Conservation of energy of two blocks

In summary, the conversation is about a solved problem involving the conservation of energy in a system of two blocks connected by a spring. The total kinetic energy of the two blocks is calculated, as well as the kinetic energy of the hanging block and the maximum distance it falls before momentarily stopping. The equations used include the kinetic energy formula and the gravitational potential energy formula, as well as the principle of energy conservation. The thread also includes some clarification questions and further explanation of the solutions.
  • #1
iamkristing
33
0
[SOLVED] conservation of energy

Homework Statement


Two blocks, of masses M = 1.9 kg and 2M are connected to a spring of spring constant k = 220 N/m that has one end fixed, as shown in the figure below. The horizontal surface and the pulley are frictionless, and the pulley has negligible mass. The blocks are released from rest with the spring relaxed.

Items stored from a collection:

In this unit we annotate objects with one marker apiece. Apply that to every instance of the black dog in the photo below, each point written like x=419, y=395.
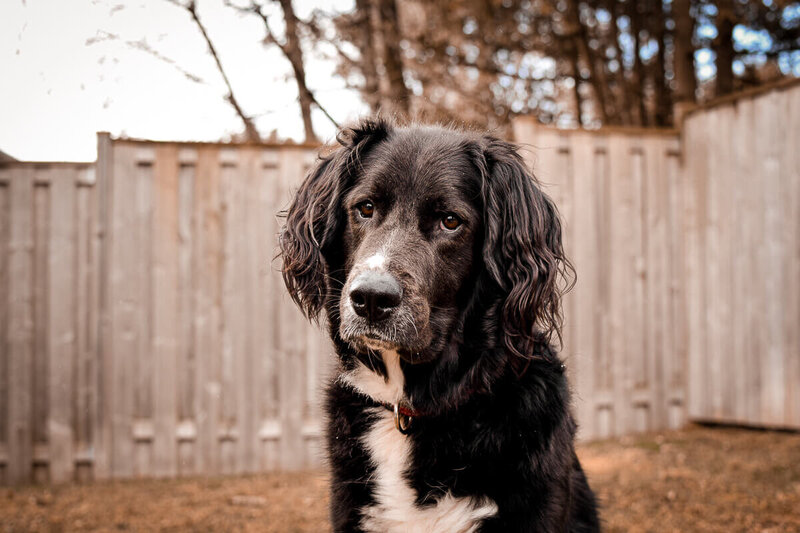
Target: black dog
x=439, y=264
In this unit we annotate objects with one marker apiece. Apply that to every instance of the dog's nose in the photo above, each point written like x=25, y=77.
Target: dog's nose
x=375, y=294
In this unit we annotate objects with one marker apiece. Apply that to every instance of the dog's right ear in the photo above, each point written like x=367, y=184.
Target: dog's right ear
x=315, y=219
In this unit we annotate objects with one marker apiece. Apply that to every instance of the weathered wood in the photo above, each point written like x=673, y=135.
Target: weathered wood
x=165, y=309
x=790, y=186
x=145, y=329
x=20, y=327
x=61, y=325
x=207, y=304
x=41, y=285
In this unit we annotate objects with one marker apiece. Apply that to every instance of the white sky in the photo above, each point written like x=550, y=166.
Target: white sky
x=57, y=91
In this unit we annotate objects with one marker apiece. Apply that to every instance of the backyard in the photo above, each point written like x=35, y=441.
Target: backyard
x=697, y=479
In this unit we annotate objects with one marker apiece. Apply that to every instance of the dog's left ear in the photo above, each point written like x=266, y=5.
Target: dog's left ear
x=522, y=248
x=309, y=238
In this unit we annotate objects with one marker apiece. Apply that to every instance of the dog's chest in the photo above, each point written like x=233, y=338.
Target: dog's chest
x=395, y=509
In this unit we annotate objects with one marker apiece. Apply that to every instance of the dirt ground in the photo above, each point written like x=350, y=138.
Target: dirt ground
x=698, y=479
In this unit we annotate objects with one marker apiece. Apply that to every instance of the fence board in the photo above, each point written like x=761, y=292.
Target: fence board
x=145, y=330
x=746, y=370
x=61, y=289
x=20, y=327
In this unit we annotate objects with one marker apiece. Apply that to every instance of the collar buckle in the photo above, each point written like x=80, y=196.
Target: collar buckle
x=401, y=421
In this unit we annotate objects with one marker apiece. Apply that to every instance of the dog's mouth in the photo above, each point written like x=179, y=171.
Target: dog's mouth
x=373, y=339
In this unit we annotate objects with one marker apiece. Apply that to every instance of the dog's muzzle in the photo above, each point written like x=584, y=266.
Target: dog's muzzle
x=374, y=295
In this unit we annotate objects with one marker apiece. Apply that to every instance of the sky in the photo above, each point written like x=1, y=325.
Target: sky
x=71, y=68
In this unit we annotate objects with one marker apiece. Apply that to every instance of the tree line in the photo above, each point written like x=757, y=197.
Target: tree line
x=566, y=62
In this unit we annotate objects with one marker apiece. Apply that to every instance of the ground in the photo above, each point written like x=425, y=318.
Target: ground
x=697, y=479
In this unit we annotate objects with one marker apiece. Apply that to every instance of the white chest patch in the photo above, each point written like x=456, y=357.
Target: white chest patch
x=395, y=509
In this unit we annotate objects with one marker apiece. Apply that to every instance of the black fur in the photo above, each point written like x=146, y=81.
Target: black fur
x=482, y=302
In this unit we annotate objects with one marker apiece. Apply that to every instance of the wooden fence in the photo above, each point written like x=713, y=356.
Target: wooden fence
x=742, y=238
x=145, y=330
x=619, y=194
x=148, y=331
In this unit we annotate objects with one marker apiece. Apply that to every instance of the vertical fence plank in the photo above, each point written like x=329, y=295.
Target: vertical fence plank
x=790, y=193
x=124, y=304
x=587, y=288
x=186, y=362
x=86, y=318
x=61, y=326
x=293, y=341
x=165, y=326
x=102, y=445
x=40, y=286
x=270, y=288
x=208, y=298
x=20, y=327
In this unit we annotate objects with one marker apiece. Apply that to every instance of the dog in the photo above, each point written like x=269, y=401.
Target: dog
x=438, y=262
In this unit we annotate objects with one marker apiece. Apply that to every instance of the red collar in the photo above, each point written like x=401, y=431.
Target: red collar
x=403, y=416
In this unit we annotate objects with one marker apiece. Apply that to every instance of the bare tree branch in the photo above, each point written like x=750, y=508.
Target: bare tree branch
x=290, y=48
x=250, y=130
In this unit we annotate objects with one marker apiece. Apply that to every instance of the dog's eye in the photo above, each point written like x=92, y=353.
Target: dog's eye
x=450, y=222
x=366, y=209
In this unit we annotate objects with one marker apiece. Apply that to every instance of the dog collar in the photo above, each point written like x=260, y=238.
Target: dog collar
x=403, y=416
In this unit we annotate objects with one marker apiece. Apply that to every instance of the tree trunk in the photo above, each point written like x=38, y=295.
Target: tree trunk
x=294, y=53
x=397, y=94
x=685, y=79
x=366, y=20
x=624, y=101
x=638, y=66
x=723, y=46
x=662, y=114
x=577, y=32
x=576, y=75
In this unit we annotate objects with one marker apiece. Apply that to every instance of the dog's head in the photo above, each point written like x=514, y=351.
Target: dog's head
x=418, y=238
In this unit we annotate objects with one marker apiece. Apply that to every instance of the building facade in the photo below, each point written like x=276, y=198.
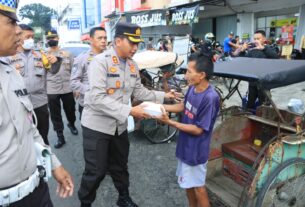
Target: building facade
x=69, y=22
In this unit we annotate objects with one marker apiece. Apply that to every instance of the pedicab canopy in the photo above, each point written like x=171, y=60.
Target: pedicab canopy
x=268, y=73
x=156, y=59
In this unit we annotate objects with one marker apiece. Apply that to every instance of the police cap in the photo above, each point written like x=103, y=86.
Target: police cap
x=51, y=34
x=9, y=8
x=131, y=31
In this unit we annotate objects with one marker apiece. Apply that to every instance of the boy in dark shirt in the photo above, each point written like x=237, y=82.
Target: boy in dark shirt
x=200, y=110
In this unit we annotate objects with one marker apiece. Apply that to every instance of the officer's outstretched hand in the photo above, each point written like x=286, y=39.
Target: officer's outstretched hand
x=52, y=59
x=138, y=112
x=65, y=185
x=174, y=95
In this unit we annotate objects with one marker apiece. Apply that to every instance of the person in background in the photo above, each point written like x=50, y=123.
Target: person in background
x=257, y=49
x=30, y=66
x=79, y=76
x=302, y=47
x=228, y=45
x=200, y=109
x=59, y=90
x=150, y=44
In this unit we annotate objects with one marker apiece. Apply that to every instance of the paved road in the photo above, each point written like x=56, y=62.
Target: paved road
x=152, y=167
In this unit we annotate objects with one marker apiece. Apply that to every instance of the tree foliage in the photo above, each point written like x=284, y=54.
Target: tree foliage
x=38, y=14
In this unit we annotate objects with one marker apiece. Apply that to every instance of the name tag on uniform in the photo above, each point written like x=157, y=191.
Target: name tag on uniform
x=133, y=75
x=132, y=68
x=110, y=75
x=38, y=64
x=110, y=91
x=21, y=92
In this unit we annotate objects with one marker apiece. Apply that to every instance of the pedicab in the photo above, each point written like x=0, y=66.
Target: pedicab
x=157, y=72
x=258, y=160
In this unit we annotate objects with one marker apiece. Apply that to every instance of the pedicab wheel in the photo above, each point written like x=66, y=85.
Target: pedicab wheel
x=285, y=186
x=157, y=132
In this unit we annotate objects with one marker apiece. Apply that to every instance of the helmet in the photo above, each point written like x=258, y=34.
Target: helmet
x=209, y=37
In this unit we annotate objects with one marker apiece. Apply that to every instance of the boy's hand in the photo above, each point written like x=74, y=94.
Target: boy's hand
x=174, y=95
x=138, y=112
x=65, y=185
x=164, y=117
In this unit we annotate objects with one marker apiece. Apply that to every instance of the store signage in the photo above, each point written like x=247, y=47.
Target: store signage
x=147, y=18
x=185, y=15
x=73, y=24
x=284, y=22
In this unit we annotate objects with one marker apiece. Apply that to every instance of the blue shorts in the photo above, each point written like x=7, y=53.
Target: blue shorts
x=191, y=176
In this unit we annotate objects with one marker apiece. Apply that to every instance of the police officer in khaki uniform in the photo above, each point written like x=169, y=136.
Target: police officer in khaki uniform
x=58, y=88
x=113, y=78
x=79, y=76
x=20, y=182
x=29, y=64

Given exercise:
Print the passage of the conservation of energy thread from "Two blocks, of" to "the spring relaxed.". The material comes from a different source than the conservation of energy thread.

Reply:
Two blocks, of masses M = 1.9 kg and 2M are connected to a spring of spring constant k = 220 N/m that has one end fixed, as shown in the figure below. The horizontal surface and the pulley are frictionless, and the pulley has negligible mass. The blocks are released from rest with the spring relaxed.